— Start of Selected excerpt —

155 Diana J. Nucera working as Mother Cyborg

Born Chicago, IL, 1981 / BFA, San Francisco Art Institute, CA;  MFA, School of the Art Institute of Chicago, IL / Lives in Detroit

WHAT IS AN ALGORITHM?” Ask Mimi Onuoha and Mother Cyborg in their 2018 zine A People’s Guide to Artificial Intelligence. If the question appears startling in its directness, it may be because we have become accustomed to having the spotlight pointed in the opposite direction, to have algorithms direct their gaze on us. Onouha and Cyborg’s zine is a grassroots statement of non-conformity to this power dynamic.

There is also a message in the medium. Zines are a quintessentially DIY form of publishing that connected networks of like-minded individuals long before the internet. For Diana Nucera, a young, “queer-as-fuck” Latina woman growing up in the conservative and overwhelmingly white rural town of Frankfort, Indiana during the ’90s, they were how she transcended her immediate surroundings and discovered the power of community.      

A critical juncture on Nucera’s path was the 1999 Midwest Zine Conference in Bowling Green, Ohio, which was effectively the inaugural edition of the annual, Detroit-based Allied Media Conference. Nucera’s journey has been intertwined with Allied Media’s practice-based examination of the relationship between social justice and technology ever since. 

In 2008, Nucera moved to Detroit to work on the Allied Media Conference before eventually became director of the Equitable Internet Initiative, an Allied Media-sponsored project to create a grassroots internet in three Detroit neighborhoods. The project aims to reduce the digital divide by increasing digital literacy and awareness while also bringing higher-speed internet to low-income communities that commercial service providers often overlook. 

Underpinning the EII is a pedagogy of educating people by working collectively on an injustice that directly affects them. The methodology is frequently associated with the influential Brazilian educator Paulo Freire, but a significant historical precedent is the civil rights-era Freedom Schools that taught literacy to black people in the Jim Crow south so they could pass written tests intended to prevent them from voting. For Nucera, digital literacy is a contemporary civil rights issue that requires similarly creative solutions.

— End of Selected excerpt —

### Directive:
Please carry on writing the piece about Diana Nucera, picking up after its final sentence. The data is not needed.

— Start of Supplied data —

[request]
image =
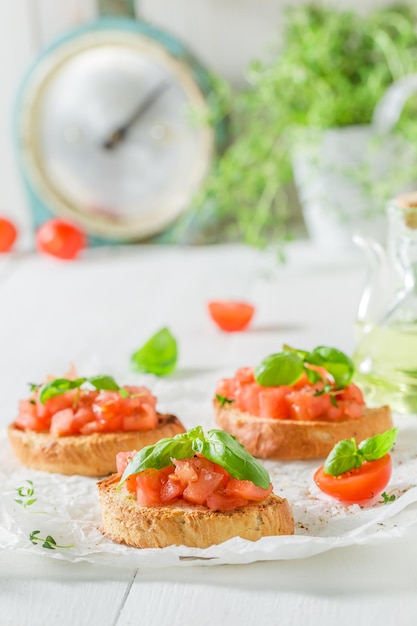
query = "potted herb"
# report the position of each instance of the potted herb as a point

— End of Supplied data —

### Exercise answer:
In Nucera’s universe, the boundary between art and activism is porous. Her life project is motivated by a vision of the future where the greatest possibilities for humanity and technology converge. Her methods are diverse and ever-expanding; a partial list might include music-making, performance, education, community organizing, gardening, research, writing, publication, and object-making. Working behind the scenes, she is Diana, but in her public-facing creative activities, she is Mother Cyborg.

“THE YEAR IS NOW 2084, AND YOU’VE WOKEN FROM A DEEP, FROZEN SLEEP,” Cyborg narrates in a 2019 video, invoking a speculative fiction exercise from A People’s Guide where workshop participants imagine positive future uses of AI.   

“YOU FREEZE YOURSELF, AND YOU WAKE UP,” croons Cyborg, slipping effortlessly into a beautiful, hypnagogic singing voice.

“WHILE YOU’VE BEEN ASLEEP, SOME THINGS HA-AVE CHAY-YANGED,” Cyborg continues before narrating a list of techno-utopian applications for AI. 

“NOW STEP FORTH AND MOVE THOSE FEET. THIS NEW WORLD AWAITS; YOUR TENDER HEARTS SPEAK,” the voice softly commands, re-affirming the possibility that another world is possible and re-grounding the listener in the dancefloor, which for Nucera is a physical and metaphorical place of both pleasure and liberation.

Of course, Nucera is not naive enough to think that someday we will all wake up, Rip Van Winkle-like, to find digital technology serving humanity, not capital. Rather, her thought experiment is akin to Gramsci’s dictum that we should be “pessimists of the intellect and optimists of the will.” But working through Mother Cyborg, there is another twist: Nucera’s use of creative activity to stimulate both critical and speculative thinking.   

The DATA CRIMINALIZATION QUILTING BEE was a 2021 workshop at MOCAD where participants learned basic quilting skills while considering solutions to real-world civil rights issues raised by surveillance capitalism and state surveillance access to our digital identity. 

Digital civil rights and quilting form an unlikely but inspired combination, creating a holistic experience that engages the hands and heart as much as the mind. In that vein, Nucera has manufactured a groundbreaking series of works. The Platforms are Segregating Us (2020) repurposes quilting’s traditional tumbling block design to represent big data’s need to aggregate and compartmentalize – sometimes known as “cubing.” Infinite Data (2020) juxtaposes the ubiquitous digital binary with the infinite knot, a traditional symbol of wholeness.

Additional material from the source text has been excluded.